[BEGIN GIVEN ENTRIES]

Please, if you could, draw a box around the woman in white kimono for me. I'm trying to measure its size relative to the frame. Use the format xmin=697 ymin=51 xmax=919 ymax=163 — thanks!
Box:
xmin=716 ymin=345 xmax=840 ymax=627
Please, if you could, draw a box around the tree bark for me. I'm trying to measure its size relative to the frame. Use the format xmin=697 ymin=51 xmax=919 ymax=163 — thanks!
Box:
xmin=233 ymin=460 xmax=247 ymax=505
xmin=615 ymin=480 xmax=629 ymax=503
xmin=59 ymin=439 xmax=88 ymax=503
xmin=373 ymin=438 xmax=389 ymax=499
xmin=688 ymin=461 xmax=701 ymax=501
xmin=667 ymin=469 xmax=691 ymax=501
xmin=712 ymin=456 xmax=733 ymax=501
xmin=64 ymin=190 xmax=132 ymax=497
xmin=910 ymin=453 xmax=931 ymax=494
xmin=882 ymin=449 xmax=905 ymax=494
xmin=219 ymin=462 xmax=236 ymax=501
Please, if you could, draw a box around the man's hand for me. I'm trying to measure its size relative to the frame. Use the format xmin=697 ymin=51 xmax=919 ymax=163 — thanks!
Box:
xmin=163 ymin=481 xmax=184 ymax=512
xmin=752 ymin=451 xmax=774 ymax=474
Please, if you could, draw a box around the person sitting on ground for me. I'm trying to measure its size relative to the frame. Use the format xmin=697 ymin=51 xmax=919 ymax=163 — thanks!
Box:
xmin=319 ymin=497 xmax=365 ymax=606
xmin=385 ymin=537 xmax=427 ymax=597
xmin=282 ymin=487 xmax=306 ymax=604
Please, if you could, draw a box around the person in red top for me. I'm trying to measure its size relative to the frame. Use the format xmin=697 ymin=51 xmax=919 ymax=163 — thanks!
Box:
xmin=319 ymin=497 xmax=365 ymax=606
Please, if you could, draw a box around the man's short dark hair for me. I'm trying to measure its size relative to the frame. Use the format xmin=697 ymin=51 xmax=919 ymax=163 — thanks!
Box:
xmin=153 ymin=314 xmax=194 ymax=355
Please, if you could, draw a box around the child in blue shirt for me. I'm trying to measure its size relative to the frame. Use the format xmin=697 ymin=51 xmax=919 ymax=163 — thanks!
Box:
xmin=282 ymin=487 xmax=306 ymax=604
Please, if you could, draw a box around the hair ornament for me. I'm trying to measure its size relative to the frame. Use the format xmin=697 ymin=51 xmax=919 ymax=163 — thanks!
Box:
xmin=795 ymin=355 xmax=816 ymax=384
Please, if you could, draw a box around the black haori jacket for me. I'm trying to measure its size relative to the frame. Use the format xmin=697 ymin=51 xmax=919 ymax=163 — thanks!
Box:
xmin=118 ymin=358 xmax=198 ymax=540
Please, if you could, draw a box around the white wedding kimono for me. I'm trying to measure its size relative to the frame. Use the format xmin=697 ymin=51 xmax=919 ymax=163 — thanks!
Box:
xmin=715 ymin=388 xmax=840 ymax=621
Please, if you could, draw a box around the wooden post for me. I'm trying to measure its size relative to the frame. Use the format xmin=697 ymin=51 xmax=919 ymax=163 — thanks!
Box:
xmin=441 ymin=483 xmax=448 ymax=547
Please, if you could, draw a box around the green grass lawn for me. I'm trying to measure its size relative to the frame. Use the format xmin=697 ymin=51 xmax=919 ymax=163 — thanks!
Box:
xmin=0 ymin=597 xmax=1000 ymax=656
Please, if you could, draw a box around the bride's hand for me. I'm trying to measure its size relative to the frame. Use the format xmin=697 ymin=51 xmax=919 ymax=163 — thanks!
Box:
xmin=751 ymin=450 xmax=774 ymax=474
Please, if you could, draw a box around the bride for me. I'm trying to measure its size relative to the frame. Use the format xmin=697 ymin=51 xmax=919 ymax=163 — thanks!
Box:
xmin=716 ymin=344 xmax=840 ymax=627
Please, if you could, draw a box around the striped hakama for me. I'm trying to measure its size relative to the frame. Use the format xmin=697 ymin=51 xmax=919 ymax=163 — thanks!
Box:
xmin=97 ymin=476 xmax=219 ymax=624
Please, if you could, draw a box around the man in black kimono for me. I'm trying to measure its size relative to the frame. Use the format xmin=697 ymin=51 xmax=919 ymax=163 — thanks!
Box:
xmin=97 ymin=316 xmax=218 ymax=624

[END GIVEN ENTRIES]
[BEGIN GIVEN ENTRIES]

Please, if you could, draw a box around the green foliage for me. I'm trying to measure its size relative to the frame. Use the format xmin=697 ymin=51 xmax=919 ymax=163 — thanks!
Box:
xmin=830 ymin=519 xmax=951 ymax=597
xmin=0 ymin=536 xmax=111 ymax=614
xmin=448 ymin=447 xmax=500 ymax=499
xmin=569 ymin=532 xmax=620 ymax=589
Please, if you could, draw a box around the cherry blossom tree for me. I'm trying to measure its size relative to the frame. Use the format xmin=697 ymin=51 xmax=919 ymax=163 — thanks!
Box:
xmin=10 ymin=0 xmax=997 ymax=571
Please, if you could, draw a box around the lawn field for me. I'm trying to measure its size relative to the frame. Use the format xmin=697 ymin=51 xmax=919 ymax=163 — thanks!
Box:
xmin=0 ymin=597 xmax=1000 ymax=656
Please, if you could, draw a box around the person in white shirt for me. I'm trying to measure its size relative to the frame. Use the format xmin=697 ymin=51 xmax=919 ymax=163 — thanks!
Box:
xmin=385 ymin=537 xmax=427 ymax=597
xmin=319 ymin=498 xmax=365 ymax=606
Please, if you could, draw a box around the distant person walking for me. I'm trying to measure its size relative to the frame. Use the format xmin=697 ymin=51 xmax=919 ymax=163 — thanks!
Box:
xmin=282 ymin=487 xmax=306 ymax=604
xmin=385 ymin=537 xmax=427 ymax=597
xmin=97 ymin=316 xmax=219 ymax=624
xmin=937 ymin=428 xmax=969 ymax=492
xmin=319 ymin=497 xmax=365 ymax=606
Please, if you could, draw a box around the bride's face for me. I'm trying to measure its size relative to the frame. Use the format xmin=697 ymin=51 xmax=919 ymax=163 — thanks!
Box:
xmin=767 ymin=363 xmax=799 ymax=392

[END GIVEN ENTRIES]

THE PROBLEM:
Return, unchanged, the run of lines that opens with the line containing "Please, if you could, draw a box around the woman" and closes with the line containing "xmin=752 ymin=451 xmax=774 ymax=474", including both of those lines.

FINAL ANSWER:
Please, if you could, draw a box around the woman in white kimono for me. I'm trying to measure its size relative to the frame. Use the format xmin=697 ymin=51 xmax=919 ymax=163 — thanks!
Box:
xmin=716 ymin=345 xmax=840 ymax=627
Please, if you could, draw a box around the tree bark for me. I'm trying to measure its size relative to the frame. Use the format xmin=697 ymin=51 xmax=919 ymax=163 — thanks!
Box:
xmin=233 ymin=460 xmax=247 ymax=505
xmin=615 ymin=480 xmax=629 ymax=503
xmin=59 ymin=439 xmax=88 ymax=503
xmin=373 ymin=438 xmax=389 ymax=499
xmin=688 ymin=461 xmax=701 ymax=501
xmin=667 ymin=469 xmax=691 ymax=501
xmin=712 ymin=456 xmax=733 ymax=501
xmin=64 ymin=190 xmax=132 ymax=497
xmin=910 ymin=453 xmax=931 ymax=494
xmin=882 ymin=449 xmax=905 ymax=494
xmin=219 ymin=462 xmax=236 ymax=501
Please, if you could, draw a box around the man's hand for me. I'm trying to measure its size relative to the frame. Use the format xmin=697 ymin=51 xmax=919 ymax=163 — thanks!
Box:
xmin=163 ymin=481 xmax=184 ymax=512
xmin=752 ymin=451 xmax=774 ymax=474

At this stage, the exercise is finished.